**SOURCE DOCUMENT:**
· · · ·

João Cabral had a dry way of writing verses. In an interview with Cadernos de Literatura Brasileira, he said: "For me, poetry is a composition. When I say composition, I mean something built, planned—from the outside in. No one imagines that Picasso made the paintings he made because he was inspired. His problem was to take a canvas, to study the spaces, the volumes. I only understand the poetic in this sense. I am going to write a poem this size, which such and such elements, things I keep placing as they were bricks. That's why I can spend years creating a poem: because there is planning. For me, poetry is a construction as a house. I learned this with Le Corbusier."

The Brazilian poetry has its Holy Trinity, which is comprised of Manuel Bandeira, Carlos Drummond de Andrade, and João Cabral de Mello Neto. João Cabral was Brazil's best hope to get a Nobel Prize in literature. In the last five years every time the Swedish Nobel Foundation asked for a Brazilian candidate for the Nobel, the ABL (Academia Brasileira de Letras—Brazilian Academy of Letters) offered his name. He was himself a distinguished member of that 40-member literary club. The poet was elected to the Academy in 1968. He occupied seat 37, which belonged among others to President Getúlio Vargas and media mogul Assis Chateaubriand.

· · · ·

**DATA BLOCK:**
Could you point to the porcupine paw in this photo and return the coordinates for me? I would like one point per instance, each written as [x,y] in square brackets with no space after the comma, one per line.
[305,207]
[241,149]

· · · ·

**EXERCISES:**
• A. Using the passage on João Cabral, answer each question:
(i) In an interview with which publication did he describe poetry as a composition?
(ii) From whom did he say he learned that poetry is a construction like a house?
(iii) Which seat did he occupy in the Brazilian Academy of Letters?
• B. Write out the passage on João Cabral starting at "The Brazilian poetry" and ending at "mogul Assis Chateaubriand.", swapping "media mogul" for "newspaper magnate".

**PER-TASK ANSWERS:**
• A.
(i) Cadernos de Literatura Brasileira
(ii) Le Corbusier
(iii) Seat 37

• B.
The Brazilian poetry has its Holy Trinity, which is comprised of Manuel Bandeira, Carlos Drummond de Andrade, and João Cabral de Mello Neto. João Cabral was Brazil's best hope to get a Nobel Prize in literature. In the last five years every time the Swedish Nobel Foundation asked for a Brazilian candidate for the Nobel, the ABL (Academia Brasileira de Letras—Brazilian Academy of Letters) offered his name. He was himself a distinguished member of that 40-member literary club. The poet was elected to the Academy in 1968. He occupied seat 37, which belonged among others to President Getúlio Vargas and newspaper magnate Assis Chateaubriand.